**GIVEN INSTRUCTION:**
Quote, exactly, the line holding "blunderbuss in the photo above." and all lines after it to the end of the records below. Exclude pictures.

**MATERIAL SHOWN:**

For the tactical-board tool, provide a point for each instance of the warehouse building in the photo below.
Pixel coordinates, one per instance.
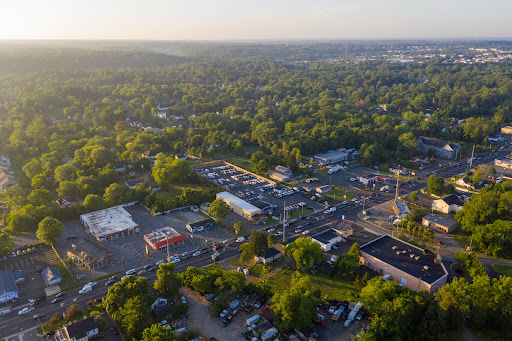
(161, 239)
(239, 206)
(405, 263)
(90, 255)
(8, 288)
(110, 224)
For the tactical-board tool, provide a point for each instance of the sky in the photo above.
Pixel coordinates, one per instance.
(258, 19)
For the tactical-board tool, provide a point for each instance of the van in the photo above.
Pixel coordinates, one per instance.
(85, 289)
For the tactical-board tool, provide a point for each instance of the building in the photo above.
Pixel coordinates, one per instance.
(504, 162)
(268, 256)
(51, 276)
(200, 225)
(323, 189)
(8, 288)
(284, 170)
(506, 130)
(239, 206)
(400, 209)
(449, 204)
(133, 183)
(82, 330)
(278, 176)
(330, 157)
(439, 223)
(110, 224)
(165, 237)
(90, 255)
(327, 239)
(405, 263)
(447, 150)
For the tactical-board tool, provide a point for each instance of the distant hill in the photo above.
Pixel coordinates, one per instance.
(33, 59)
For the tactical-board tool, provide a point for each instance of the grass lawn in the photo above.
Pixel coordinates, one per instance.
(331, 288)
(505, 270)
(242, 163)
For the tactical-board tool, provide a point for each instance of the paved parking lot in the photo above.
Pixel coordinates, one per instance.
(254, 189)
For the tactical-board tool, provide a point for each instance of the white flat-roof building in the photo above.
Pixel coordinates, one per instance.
(110, 224)
(239, 206)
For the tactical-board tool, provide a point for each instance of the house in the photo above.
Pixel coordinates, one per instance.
(268, 256)
(159, 302)
(439, 223)
(51, 276)
(415, 268)
(8, 288)
(449, 204)
(82, 330)
(464, 182)
(133, 183)
(284, 170)
(447, 150)
(323, 189)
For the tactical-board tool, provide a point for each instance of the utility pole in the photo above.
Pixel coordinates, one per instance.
(397, 179)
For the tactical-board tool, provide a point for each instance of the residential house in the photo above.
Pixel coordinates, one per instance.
(449, 204)
(447, 150)
(82, 330)
(439, 223)
(51, 276)
(268, 256)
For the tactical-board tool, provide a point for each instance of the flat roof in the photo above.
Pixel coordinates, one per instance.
(440, 220)
(108, 221)
(386, 248)
(238, 202)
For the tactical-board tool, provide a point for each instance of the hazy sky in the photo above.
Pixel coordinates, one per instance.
(258, 19)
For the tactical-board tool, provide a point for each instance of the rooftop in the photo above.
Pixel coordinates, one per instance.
(108, 221)
(238, 202)
(440, 220)
(397, 253)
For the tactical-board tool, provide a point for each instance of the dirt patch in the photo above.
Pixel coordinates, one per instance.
(210, 327)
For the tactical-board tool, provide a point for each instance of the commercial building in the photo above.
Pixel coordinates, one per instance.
(506, 130)
(330, 157)
(8, 288)
(449, 204)
(447, 150)
(51, 276)
(200, 225)
(82, 330)
(503, 162)
(439, 223)
(323, 189)
(278, 176)
(90, 255)
(405, 263)
(239, 206)
(110, 224)
(400, 208)
(161, 239)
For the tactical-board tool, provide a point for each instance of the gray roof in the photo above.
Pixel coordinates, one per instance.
(7, 283)
(80, 328)
(439, 220)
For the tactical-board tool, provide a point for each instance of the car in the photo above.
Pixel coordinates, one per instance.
(26, 310)
(38, 316)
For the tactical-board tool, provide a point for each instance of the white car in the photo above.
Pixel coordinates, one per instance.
(26, 310)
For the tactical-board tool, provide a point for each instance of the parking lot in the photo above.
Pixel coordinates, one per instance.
(256, 190)
(130, 252)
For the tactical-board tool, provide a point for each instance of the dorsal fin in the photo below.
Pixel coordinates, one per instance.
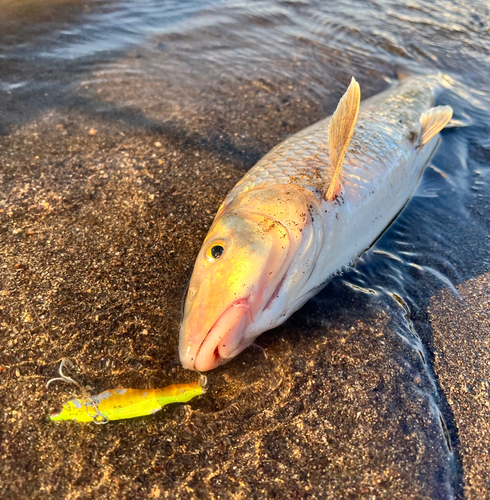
(433, 121)
(340, 132)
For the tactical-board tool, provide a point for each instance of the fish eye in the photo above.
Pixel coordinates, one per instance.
(215, 251)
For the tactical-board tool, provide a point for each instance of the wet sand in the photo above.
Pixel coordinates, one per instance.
(462, 339)
(98, 237)
(106, 193)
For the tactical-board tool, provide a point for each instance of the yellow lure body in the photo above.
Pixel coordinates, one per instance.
(118, 404)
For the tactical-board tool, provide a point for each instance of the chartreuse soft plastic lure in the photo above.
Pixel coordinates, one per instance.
(118, 404)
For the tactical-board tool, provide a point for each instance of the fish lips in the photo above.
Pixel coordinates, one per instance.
(222, 342)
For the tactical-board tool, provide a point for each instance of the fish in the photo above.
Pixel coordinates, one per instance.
(304, 213)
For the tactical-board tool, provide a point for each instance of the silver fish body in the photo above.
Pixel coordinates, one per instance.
(286, 188)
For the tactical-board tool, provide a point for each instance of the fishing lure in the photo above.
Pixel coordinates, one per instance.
(118, 404)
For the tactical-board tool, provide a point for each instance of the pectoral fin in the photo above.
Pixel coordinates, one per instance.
(340, 132)
(433, 121)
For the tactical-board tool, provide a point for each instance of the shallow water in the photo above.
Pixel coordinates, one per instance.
(228, 80)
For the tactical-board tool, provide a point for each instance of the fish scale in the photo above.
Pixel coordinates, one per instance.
(304, 213)
(385, 122)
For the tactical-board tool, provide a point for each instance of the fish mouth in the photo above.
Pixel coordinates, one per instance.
(225, 338)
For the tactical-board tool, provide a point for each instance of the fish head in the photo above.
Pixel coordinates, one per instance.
(240, 266)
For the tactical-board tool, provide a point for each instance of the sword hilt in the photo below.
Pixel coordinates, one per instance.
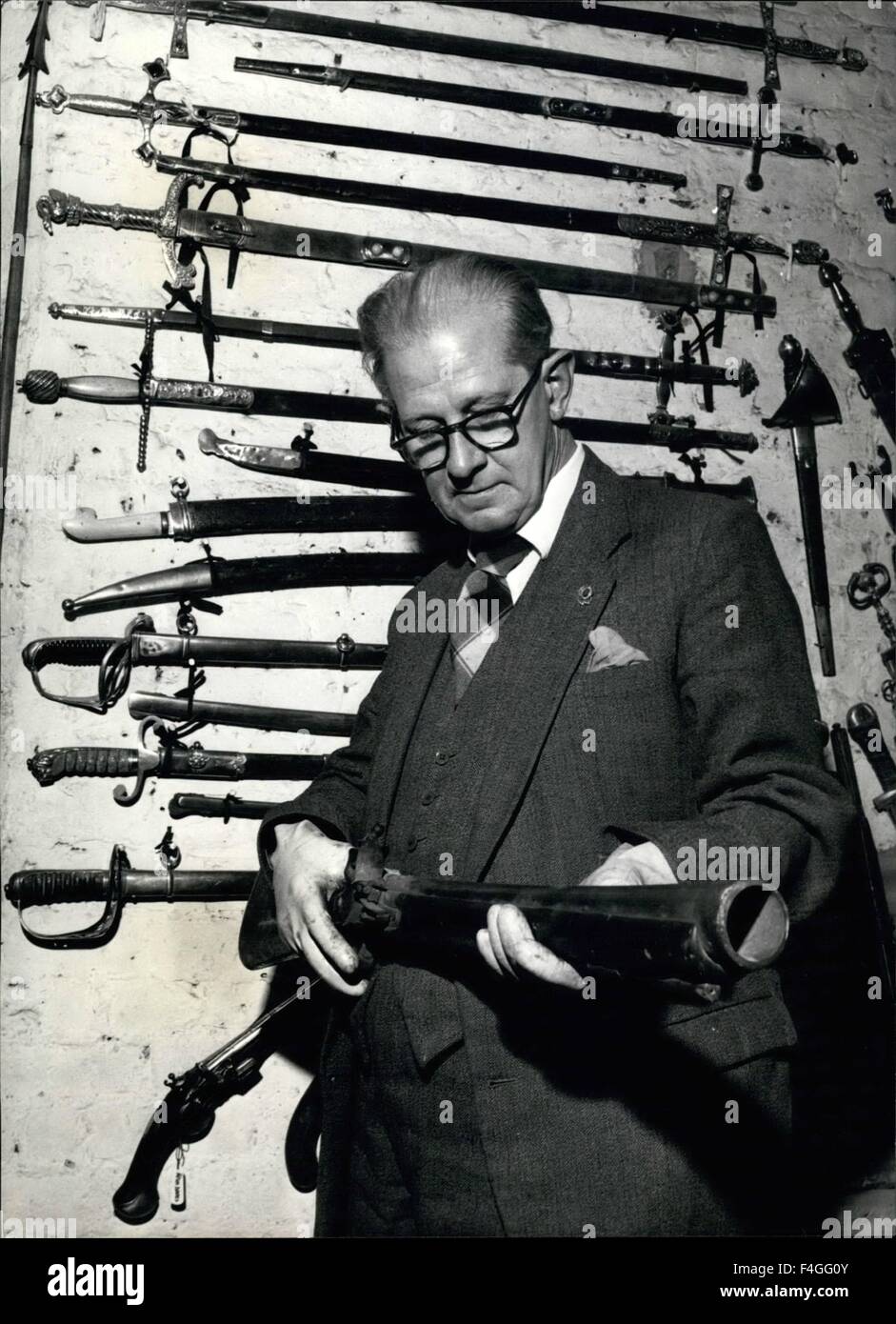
(58, 886)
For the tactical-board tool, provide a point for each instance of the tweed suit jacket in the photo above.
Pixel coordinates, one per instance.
(715, 737)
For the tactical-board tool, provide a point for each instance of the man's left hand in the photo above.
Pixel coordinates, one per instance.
(509, 947)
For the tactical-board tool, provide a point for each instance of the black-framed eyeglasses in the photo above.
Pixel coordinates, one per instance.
(489, 430)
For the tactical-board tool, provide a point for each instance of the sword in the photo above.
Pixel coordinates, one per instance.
(229, 516)
(115, 886)
(863, 725)
(33, 64)
(658, 230)
(808, 403)
(170, 759)
(869, 353)
(258, 718)
(417, 39)
(217, 807)
(142, 647)
(676, 27)
(522, 104)
(43, 387)
(594, 363)
(214, 576)
(172, 224)
(151, 111)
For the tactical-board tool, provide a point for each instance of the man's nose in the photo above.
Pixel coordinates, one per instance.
(464, 458)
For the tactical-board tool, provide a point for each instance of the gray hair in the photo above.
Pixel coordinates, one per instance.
(413, 302)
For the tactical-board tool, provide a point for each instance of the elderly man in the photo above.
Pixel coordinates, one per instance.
(637, 692)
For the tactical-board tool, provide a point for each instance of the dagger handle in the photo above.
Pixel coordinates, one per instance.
(51, 766)
(831, 278)
(43, 387)
(50, 887)
(68, 210)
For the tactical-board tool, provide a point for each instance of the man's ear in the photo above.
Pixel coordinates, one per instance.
(559, 375)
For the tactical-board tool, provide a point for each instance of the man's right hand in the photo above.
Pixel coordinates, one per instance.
(308, 868)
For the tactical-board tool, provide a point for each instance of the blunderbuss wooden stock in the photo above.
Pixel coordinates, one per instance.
(675, 27)
(594, 112)
(593, 363)
(151, 111)
(414, 39)
(142, 647)
(170, 759)
(173, 223)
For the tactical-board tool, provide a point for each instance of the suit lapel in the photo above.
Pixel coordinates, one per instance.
(539, 652)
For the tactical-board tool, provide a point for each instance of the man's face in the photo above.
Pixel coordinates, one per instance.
(453, 371)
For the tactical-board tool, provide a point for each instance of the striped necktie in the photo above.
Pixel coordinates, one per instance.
(485, 597)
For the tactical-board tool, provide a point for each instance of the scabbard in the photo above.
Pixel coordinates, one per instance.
(863, 725)
(311, 465)
(598, 114)
(423, 39)
(347, 135)
(308, 244)
(661, 230)
(249, 515)
(675, 27)
(48, 767)
(593, 363)
(810, 512)
(149, 649)
(241, 715)
(217, 807)
(216, 577)
(61, 886)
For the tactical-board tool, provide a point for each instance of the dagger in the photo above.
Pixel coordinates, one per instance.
(229, 516)
(869, 353)
(596, 363)
(863, 725)
(216, 576)
(172, 224)
(217, 807)
(170, 759)
(808, 403)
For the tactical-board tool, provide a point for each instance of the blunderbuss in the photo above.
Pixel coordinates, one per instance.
(151, 111)
(594, 363)
(414, 39)
(142, 647)
(169, 759)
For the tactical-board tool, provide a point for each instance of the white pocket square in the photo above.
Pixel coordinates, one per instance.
(610, 649)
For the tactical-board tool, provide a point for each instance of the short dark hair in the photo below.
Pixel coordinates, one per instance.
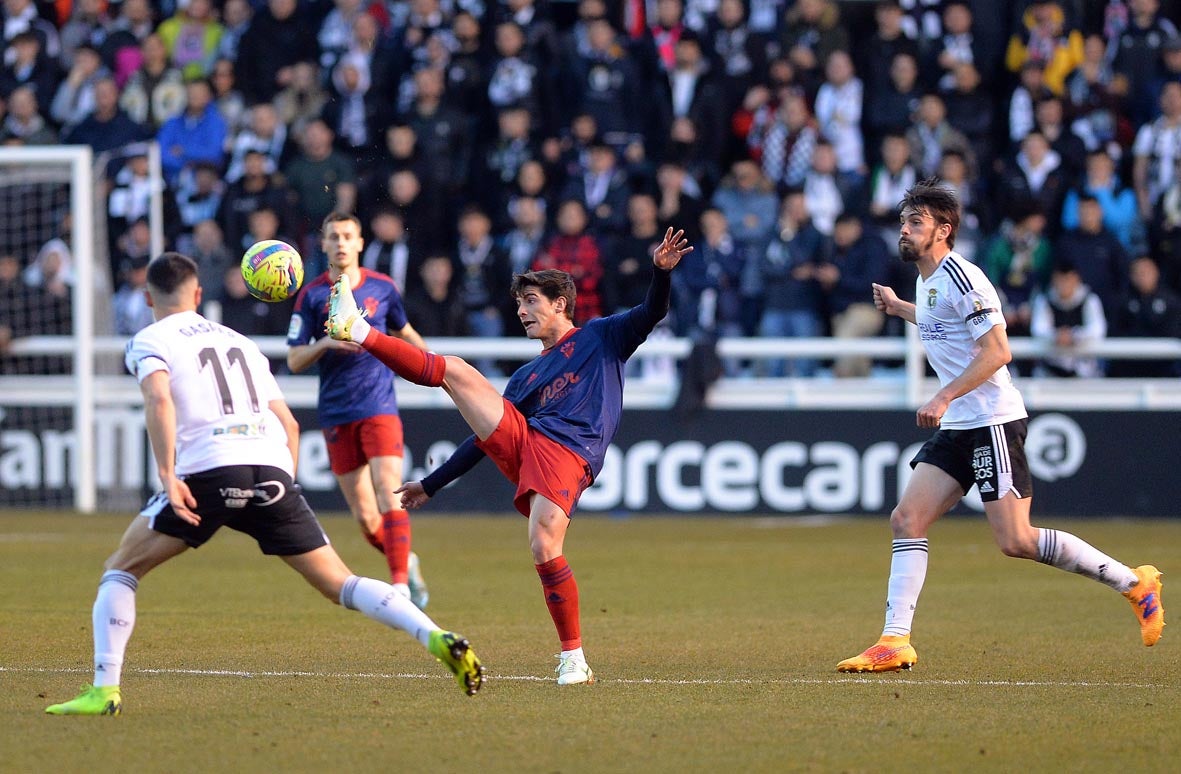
(339, 218)
(937, 200)
(553, 284)
(169, 271)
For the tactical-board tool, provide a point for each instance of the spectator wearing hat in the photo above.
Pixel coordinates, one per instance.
(74, 98)
(26, 64)
(604, 80)
(1148, 309)
(1098, 257)
(1118, 201)
(108, 127)
(1069, 313)
(155, 90)
(278, 38)
(1139, 56)
(25, 125)
(196, 135)
(1170, 66)
(130, 300)
(601, 189)
(191, 37)
(23, 17)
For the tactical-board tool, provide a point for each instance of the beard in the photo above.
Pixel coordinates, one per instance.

**PROBLEM SOLUTION:**
For the tactical-board tool, provide a point for each instance of the blunderbuss in the photo above.
Pixel coordinates, one per instance.
(151, 111)
(594, 363)
(414, 39)
(142, 647)
(169, 759)
For the tactical-board tool, provide a point for each instance of the white pocket square in the photo above.
Pixel coordinates, one per instance.
(610, 649)
For the tactical-board tool, provide a point for each instance of the short dark hair in the photo below.
Pixel coordinates, one per instance.
(339, 218)
(937, 200)
(553, 284)
(169, 271)
For the tactical-board tool, provide a point for each instance of the spectator wearing hat in the photo above.
Pixel coordinates, one per instance.
(74, 98)
(26, 64)
(604, 80)
(1148, 309)
(1098, 257)
(1118, 201)
(108, 127)
(1069, 313)
(155, 90)
(278, 38)
(1139, 56)
(25, 125)
(196, 135)
(1170, 66)
(130, 300)
(601, 189)
(191, 37)
(23, 17)
For the tactical-board tool, provide a point for each instance of the beard in the photo above.
Pixel coordinates, one per instance.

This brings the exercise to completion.